- AVAILABLE RECORDS -
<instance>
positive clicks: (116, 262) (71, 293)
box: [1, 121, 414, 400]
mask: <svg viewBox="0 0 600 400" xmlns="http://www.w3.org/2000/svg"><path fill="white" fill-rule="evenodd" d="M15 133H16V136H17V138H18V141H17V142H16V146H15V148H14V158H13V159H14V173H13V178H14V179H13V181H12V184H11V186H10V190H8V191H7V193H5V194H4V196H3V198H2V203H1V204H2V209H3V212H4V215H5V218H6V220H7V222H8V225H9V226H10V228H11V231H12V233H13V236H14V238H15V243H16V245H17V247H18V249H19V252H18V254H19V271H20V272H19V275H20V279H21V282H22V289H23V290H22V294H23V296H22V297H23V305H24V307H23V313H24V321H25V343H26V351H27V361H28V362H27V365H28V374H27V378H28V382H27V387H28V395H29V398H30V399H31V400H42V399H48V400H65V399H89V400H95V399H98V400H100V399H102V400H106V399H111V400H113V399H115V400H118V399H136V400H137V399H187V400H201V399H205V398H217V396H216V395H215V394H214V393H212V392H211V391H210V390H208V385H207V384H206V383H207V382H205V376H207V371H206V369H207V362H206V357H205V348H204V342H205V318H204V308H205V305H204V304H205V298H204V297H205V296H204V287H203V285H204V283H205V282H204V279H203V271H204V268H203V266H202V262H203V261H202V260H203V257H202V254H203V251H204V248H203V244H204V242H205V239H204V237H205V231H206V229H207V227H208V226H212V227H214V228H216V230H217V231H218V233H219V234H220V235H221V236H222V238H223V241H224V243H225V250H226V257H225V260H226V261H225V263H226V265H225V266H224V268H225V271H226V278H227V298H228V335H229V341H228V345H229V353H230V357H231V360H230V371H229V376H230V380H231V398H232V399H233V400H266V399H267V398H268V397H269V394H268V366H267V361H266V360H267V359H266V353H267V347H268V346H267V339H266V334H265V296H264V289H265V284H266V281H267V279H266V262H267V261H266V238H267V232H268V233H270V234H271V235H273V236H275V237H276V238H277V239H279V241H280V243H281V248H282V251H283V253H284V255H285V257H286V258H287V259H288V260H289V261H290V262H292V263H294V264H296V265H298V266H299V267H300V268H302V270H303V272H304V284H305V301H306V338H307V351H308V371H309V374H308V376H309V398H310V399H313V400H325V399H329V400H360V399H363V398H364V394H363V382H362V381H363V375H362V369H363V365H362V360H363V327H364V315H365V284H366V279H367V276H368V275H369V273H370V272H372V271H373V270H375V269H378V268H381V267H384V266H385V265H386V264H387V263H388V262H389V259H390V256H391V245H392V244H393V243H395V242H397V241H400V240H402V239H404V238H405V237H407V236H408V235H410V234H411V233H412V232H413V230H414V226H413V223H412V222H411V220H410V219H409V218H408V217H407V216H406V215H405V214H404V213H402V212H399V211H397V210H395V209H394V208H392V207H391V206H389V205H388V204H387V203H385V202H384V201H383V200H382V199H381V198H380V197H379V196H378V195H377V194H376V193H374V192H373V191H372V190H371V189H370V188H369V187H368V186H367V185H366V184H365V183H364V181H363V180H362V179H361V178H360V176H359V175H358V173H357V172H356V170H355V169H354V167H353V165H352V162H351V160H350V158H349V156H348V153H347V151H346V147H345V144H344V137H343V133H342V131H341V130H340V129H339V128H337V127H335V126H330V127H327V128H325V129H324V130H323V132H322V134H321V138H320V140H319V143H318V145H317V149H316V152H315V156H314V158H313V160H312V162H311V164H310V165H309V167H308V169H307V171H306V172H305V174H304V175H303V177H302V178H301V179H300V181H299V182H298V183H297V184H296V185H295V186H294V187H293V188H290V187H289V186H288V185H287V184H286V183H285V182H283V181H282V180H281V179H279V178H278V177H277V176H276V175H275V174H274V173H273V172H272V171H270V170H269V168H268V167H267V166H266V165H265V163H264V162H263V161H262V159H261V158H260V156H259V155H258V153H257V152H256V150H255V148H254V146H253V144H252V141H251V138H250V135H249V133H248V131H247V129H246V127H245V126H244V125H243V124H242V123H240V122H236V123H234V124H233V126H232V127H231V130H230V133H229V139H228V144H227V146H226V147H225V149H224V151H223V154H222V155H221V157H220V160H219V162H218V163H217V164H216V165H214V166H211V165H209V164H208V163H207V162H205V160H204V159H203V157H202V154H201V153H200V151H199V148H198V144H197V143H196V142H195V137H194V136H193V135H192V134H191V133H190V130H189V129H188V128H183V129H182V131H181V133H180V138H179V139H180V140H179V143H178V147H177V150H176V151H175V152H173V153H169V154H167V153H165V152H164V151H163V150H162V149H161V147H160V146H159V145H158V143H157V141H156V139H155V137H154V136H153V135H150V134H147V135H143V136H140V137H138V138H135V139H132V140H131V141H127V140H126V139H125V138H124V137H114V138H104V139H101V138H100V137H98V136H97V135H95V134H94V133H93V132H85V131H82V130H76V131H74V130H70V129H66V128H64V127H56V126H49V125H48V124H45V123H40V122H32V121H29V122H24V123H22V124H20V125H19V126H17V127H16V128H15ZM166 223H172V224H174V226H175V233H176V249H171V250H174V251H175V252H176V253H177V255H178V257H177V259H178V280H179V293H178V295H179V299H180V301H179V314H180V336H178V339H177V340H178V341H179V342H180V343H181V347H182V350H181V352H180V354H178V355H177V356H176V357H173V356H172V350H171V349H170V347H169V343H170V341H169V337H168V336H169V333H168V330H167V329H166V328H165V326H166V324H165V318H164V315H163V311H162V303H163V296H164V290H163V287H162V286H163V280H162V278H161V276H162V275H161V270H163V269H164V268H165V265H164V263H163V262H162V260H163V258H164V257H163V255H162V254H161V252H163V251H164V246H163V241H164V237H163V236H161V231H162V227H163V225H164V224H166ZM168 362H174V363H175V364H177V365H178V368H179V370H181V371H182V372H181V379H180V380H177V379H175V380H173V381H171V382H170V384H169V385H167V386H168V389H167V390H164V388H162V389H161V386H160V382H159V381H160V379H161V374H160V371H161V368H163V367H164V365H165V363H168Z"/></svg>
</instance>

- TASK ITEM -
The required output is the full set of entries, reproduced verbatim.

- TASK SOLUTION -
<instance>
positive clicks: (116, 262) (71, 293)
box: [1, 121, 414, 400]
mask: <svg viewBox="0 0 600 400" xmlns="http://www.w3.org/2000/svg"><path fill="white" fill-rule="evenodd" d="M15 133H16V136H17V138H18V141H17V142H16V146H15V148H14V158H13V159H14V173H13V178H14V179H13V181H12V184H11V186H10V190H8V191H7V193H5V194H4V196H3V198H2V203H1V204H2V209H3V212H4V215H5V218H6V220H7V222H8V225H9V226H10V228H11V231H12V233H13V236H14V238H15V243H16V245H17V247H18V249H19V252H18V254H19V271H20V272H19V275H20V279H21V282H22V289H23V290H22V294H23V296H22V297H23V305H24V307H23V313H24V321H25V343H26V351H27V361H28V362H27V365H28V374H27V378H28V382H27V387H28V395H29V398H30V399H31V400H42V399H48V400H65V399H89V400H95V399H98V400H100V399H102V400H106V399H111V400H113V399H115V400H118V399H136V400H137V399H187V400H201V399H205V398H217V396H216V395H215V394H214V393H212V392H211V391H210V390H208V385H207V384H206V383H207V382H205V376H207V371H206V369H207V362H206V357H205V348H204V342H205V318H204V308H205V305H204V304H205V298H204V297H205V296H204V287H203V285H204V283H205V282H204V279H203V271H204V268H203V266H202V262H203V261H202V260H203V257H202V254H203V251H204V248H203V244H204V242H205V239H204V237H205V231H206V229H207V227H208V226H212V227H214V228H216V230H217V231H218V233H219V234H220V235H221V236H222V238H223V241H224V243H225V250H226V257H225V260H226V261H225V263H226V265H225V266H224V268H225V271H226V278H227V298H228V335H229V341H228V345H229V353H230V357H231V360H230V371H229V376H230V380H231V398H232V399H233V400H266V399H267V398H268V397H269V394H268V366H267V361H266V360H267V359H266V353H267V347H268V346H267V339H266V334H265V296H264V289H265V284H266V281H267V279H266V262H267V261H266V238H267V232H268V233H270V234H271V235H273V236H275V237H276V238H277V239H279V241H280V243H281V248H282V251H283V253H284V255H285V257H286V258H287V259H288V260H289V261H290V262H292V263H294V264H296V265H298V266H299V267H300V268H302V270H303V272H304V284H305V301H306V338H307V351H308V371H309V374H308V376H309V398H310V399H313V400H325V399H329V400H360V399H363V398H364V394H363V382H362V381H363V375H362V369H363V365H362V360H363V327H364V315H365V284H366V279H367V276H368V275H369V273H370V272H372V271H373V270H375V269H378V268H381V267H384V266H385V265H386V264H387V263H388V262H389V259H390V256H391V245H392V244H393V243H395V242H397V241H400V240H402V239H404V238H405V237H407V236H408V235H410V234H411V233H412V232H413V230H414V226H413V223H412V222H411V220H410V219H409V218H408V217H407V216H406V215H405V214H404V213H402V212H399V211H397V210H395V209H394V208H392V207H391V206H389V205H388V204H387V203H385V202H384V201H383V200H382V199H381V198H380V197H379V196H378V195H377V194H376V193H374V192H373V191H372V190H371V189H370V188H369V187H368V186H367V185H366V184H365V183H364V181H363V180H362V179H361V178H360V176H359V175H358V173H357V172H356V170H355V169H354V167H353V165H352V162H351V160H350V158H349V156H348V153H347V151H346V147H345V144H344V137H343V133H342V131H341V130H340V129H339V128H337V127H335V126H330V127H327V128H325V129H324V130H323V132H322V134H321V138H320V140H319V143H318V145H317V149H316V152H315V156H314V158H313V160H312V162H311V164H310V165H309V167H308V169H307V171H306V172H305V174H304V175H303V177H302V178H301V179H300V181H299V182H298V183H297V184H296V185H295V186H294V187H293V188H290V187H289V186H288V185H287V184H286V183H285V182H283V181H282V180H281V179H279V178H278V177H277V176H276V175H275V174H274V173H273V172H272V171H270V170H269V168H268V167H267V166H266V165H265V163H264V162H263V161H262V159H261V158H260V156H259V155H258V153H257V152H256V150H255V148H254V146H253V144H252V141H251V138H250V135H249V133H248V131H247V129H246V127H245V126H244V125H243V124H242V123H240V122H236V123H234V124H233V126H232V127H231V130H230V133H229V139H228V144H227V146H226V147H225V149H224V151H223V154H222V155H221V157H220V160H219V162H218V163H217V164H216V165H214V166H211V165H209V164H208V163H207V162H205V160H204V159H203V157H202V154H201V153H200V151H199V148H198V144H197V143H196V142H195V137H194V136H193V135H192V134H191V133H190V130H189V129H188V128H183V129H182V131H181V133H180V138H179V139H180V140H179V143H178V147H177V150H176V151H175V152H173V153H169V154H167V153H165V152H164V151H163V150H162V149H161V147H160V146H159V145H158V143H157V141H156V139H155V137H154V136H153V135H150V134H147V135H143V136H140V137H138V138H135V139H132V140H131V141H127V140H126V139H125V138H124V137H114V138H104V139H101V138H100V137H98V136H97V135H95V134H94V133H93V132H85V131H82V130H76V131H74V130H70V129H66V128H64V127H56V126H49V125H48V124H45V123H40V122H32V121H29V122H24V123H22V124H20V125H19V126H17V127H16V128H15ZM166 223H172V224H174V226H175V233H176V249H171V250H174V251H175V252H176V253H177V255H178V257H177V259H178V280H179V293H178V295H179V299H180V301H179V314H180V336H178V339H177V340H178V341H179V342H180V343H181V347H182V350H181V352H180V354H178V355H177V356H176V357H173V356H172V350H171V349H170V347H169V343H170V341H169V337H168V336H169V333H168V330H167V329H166V328H165V326H166V324H165V318H164V315H163V311H162V303H163V296H164V290H163V287H162V286H163V280H162V278H161V276H162V275H161V270H163V269H164V268H165V265H164V263H163V262H162V260H163V258H164V257H163V255H162V254H161V252H163V251H164V246H163V241H164V237H163V236H161V231H162V227H163V225H164V224H166ZM168 362H174V363H175V364H177V365H178V368H179V370H181V371H182V372H181V379H180V380H177V379H175V380H173V381H171V382H170V384H169V385H167V386H168V389H167V390H164V388H162V389H161V386H160V382H159V381H160V379H161V374H160V371H161V368H163V367H164V365H165V363H168Z"/></svg>
</instance>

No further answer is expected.